**Problema proposto A**. Secondo il brano, quali sono le due forme di oblio che Mala Testa nasce per combattere?

━━━━━ Brano

Come suonano le storie?

Errico Malatesta

La foto che vedete quassù è una foto giovanile dell'anarchico campano Errico Malatesta. Non è però una foto particolarmente riconoscibile: in genere le foto lo ritraggono in un'età più matura, con la faccia più scavata, più profetica, e anche un pizzico più faunesca. Con immagini come quella che vedete sotto, l'anarchico Malatesta viene consegnato alla Storia con la “S” maiuscola.

Errico Malatesta giovane (sopra)
e quasi settantenne (sotto).
La seconda foto è stata scattata
nel carcere milanese di San Vittore,
nel marzo 1921, durante lo sciopero della fame
che Malatesta e altri suoi coimputati stavano facendo
per protestare contro la detenzione preventiva
cui erano sottoposti da alcuni mesi

Ma le nostre canzoni vogliono evocare gli esseri umani un attimo prima che entrino nella Storia. Le canzoni sono il lato individuale, privato, emotivo dei personaggi che per volontà, per coraggio, per caso o per sfiga sono entrati nella Storia.
Spartaco (e Rosa Luxemburg), Dino Frisullo, Isabella di Morra, Matteotti, Sophie Scholl (la Rosa Bianca), le otto vittime della strage del '74 di Piazza Loggia che incontrano i sei immigrati saliti su una gru nel novembre del 2010 a Brescia. La storia del canto sociale delle mondariso del Nord Italia, quella collettiva dei lavoratori precari dei centri commerciali, in una canzone inedita di Ascanio Celestini (Monte Calvario). Questo è un disco pieno di ritratti, pieno di nomi. Mala Testa nasce per combattere due forme di oblio. L'oblio della Storia: al potere fa molto comodo che vengano dimenticate storie come quella della resistenza, delle lotte operaie, del femminismo e per questo riscrive i libri di scuola, finanzia le fictions televisive, oppure mette la memoria nel museo, la incide nelle medaglie, la seppellisce nelle celebrazioni vuote. Il secondo oblio è più personale, è l'erosione costante che il fiume del tempo fa su tutti noi. Tutti dimentichiamo tutti. È difficile tenere assieme il bagaglio dei vivi e dei morti, abitare le stesse stanze con tutti coloro che hanno fatto la nostra vita (la nostra storia) e non mi riferisco solo alla morte fisica, ma anche a quella morale di amici, fidanzate, mogli, amanti, compagni che non vediamo più. È la diaspora degli anni che ci vede vagare e ogni tanto fermarci estasiati per una musica, un sapore, una sensazione che ci riporta indietro di un colpo a dire: «quello ero veramente, dov'è che ho cominciato a perdermi?»

━━━━━━━━━━

**Problema proposto B**. Riporta in una tabella Markdown con le colonne N. e Riga la parte delle voci che si apre con la riga contenente "like [(25, 76)]." e si chiude con quella contenente "[(3, 141), (19, 166), (169, 247), (75, 242)]", estremi inclusi. Numera ogni riga e tralascia quelle vuote.

━━━━━ Elenco voci

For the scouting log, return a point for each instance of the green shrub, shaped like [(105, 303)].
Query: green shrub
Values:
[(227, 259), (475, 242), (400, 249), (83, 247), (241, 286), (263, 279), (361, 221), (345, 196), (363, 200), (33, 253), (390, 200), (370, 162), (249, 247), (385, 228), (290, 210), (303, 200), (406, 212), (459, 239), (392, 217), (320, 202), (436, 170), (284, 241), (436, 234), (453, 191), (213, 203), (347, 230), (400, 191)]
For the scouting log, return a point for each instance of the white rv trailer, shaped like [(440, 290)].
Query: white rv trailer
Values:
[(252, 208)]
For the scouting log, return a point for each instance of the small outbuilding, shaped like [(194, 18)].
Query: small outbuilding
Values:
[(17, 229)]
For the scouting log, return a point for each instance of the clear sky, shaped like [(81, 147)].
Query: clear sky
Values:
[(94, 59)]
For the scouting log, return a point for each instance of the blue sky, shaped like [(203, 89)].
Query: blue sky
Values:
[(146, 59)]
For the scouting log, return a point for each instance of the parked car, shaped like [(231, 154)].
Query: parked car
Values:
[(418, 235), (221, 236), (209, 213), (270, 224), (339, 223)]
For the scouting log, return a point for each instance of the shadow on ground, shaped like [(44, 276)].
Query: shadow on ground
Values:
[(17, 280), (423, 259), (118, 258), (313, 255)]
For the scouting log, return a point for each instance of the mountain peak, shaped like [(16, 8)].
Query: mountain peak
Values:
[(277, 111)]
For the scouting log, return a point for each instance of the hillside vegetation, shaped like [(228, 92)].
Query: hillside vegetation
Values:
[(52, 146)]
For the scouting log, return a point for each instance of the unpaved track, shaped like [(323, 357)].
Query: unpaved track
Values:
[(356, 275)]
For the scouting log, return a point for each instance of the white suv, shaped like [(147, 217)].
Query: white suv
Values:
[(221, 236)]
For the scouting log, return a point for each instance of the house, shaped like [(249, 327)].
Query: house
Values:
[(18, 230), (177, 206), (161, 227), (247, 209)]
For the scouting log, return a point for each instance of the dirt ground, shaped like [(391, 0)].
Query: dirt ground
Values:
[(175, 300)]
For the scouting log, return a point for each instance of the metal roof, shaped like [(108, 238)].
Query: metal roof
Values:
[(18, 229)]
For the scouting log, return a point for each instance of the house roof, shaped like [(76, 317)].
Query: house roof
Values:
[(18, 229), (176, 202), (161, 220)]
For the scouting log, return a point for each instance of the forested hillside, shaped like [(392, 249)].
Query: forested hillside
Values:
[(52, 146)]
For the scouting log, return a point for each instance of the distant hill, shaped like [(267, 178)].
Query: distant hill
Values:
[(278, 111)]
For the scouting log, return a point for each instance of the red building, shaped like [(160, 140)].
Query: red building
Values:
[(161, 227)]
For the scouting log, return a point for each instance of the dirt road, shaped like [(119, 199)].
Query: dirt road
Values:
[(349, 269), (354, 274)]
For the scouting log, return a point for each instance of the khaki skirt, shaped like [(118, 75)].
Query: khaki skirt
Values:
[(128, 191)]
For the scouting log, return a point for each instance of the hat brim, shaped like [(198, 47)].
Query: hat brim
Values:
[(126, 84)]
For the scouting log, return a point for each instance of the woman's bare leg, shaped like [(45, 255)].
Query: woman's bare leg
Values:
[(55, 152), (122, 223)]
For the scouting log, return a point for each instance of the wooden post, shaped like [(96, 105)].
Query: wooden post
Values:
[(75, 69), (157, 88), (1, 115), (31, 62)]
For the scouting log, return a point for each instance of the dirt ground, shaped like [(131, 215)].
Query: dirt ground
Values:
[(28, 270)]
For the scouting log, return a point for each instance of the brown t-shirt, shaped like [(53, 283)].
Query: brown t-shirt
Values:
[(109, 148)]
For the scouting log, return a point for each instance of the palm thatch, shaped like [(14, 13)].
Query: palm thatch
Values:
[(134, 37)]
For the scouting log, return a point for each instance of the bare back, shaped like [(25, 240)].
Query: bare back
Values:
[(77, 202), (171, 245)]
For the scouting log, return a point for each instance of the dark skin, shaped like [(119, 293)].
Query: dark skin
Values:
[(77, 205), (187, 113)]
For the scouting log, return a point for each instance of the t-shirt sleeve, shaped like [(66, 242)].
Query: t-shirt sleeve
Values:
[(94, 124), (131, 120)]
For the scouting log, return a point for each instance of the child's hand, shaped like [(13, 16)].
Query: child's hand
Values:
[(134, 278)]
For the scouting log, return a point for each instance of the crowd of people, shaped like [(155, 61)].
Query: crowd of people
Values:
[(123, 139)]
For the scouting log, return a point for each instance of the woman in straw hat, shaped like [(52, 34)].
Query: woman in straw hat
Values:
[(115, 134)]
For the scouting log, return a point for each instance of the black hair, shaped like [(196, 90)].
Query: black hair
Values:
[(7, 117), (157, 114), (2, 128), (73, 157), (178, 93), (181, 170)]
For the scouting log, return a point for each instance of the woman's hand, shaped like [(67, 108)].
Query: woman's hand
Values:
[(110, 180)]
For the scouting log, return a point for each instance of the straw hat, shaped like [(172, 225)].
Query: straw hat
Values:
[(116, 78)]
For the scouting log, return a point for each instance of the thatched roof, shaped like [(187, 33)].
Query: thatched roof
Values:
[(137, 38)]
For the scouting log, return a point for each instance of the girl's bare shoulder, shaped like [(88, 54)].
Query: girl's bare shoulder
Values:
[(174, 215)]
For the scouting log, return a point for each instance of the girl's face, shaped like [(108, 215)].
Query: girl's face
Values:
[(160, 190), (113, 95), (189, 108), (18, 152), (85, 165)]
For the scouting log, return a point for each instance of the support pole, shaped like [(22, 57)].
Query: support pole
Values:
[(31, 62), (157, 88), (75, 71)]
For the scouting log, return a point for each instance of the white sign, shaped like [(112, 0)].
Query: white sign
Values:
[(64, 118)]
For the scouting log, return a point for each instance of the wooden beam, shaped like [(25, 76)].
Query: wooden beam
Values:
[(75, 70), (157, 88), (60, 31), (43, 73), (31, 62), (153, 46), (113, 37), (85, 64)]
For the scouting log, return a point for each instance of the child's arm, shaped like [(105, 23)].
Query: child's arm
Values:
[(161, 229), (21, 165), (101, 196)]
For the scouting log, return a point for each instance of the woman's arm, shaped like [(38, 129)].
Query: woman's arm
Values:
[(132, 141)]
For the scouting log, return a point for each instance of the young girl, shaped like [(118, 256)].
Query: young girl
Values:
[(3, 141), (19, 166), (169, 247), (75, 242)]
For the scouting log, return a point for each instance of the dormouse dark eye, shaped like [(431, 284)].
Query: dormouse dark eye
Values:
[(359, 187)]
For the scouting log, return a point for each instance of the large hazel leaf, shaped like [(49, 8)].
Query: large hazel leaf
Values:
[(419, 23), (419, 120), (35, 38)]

━━━━━━━━━━

**Soluzione A**. L'oblio della Storia e l'erosione costante che il fiume del tempo fa su tutti noi.

**Soluzione B**.
| N. | Riga |
|---|---|
| 1 | For the scouting log, return a point for each instance of the wooden beam, shaped like [(25, 76)]. |
| 2 | Query: wooden beam |
| 3 | Values: |
| 4 | [(75, 70), (157, 88), (60, 31), (43, 73), (31, 62), (153, 46), (113, 37), (85, 64)] |
| 5 | For the scouting log, return a point for each instance of the child's arm, shaped like [(105, 23)]. |
| 6 | Query: child's arm |
| 7 | Values: |
| 8 | [(161, 229), (21, 165), (101, 196)] |
| 9 | For the scouting log, return a point for each instance of the woman's arm, shaped like [(38, 129)]. |
| 10 | Query: woman's arm |
| 11 | Values: |
| 12 | [(132, 141)] |
| 13 | For the scouting log, return a point for each instance of the young girl, shaped like [(118, 256)]. |
| 14 | Query: young girl |
| 15 | Values: |
| 16 | [(3, 141), (19, 166), (169, 247), (75, 242)] |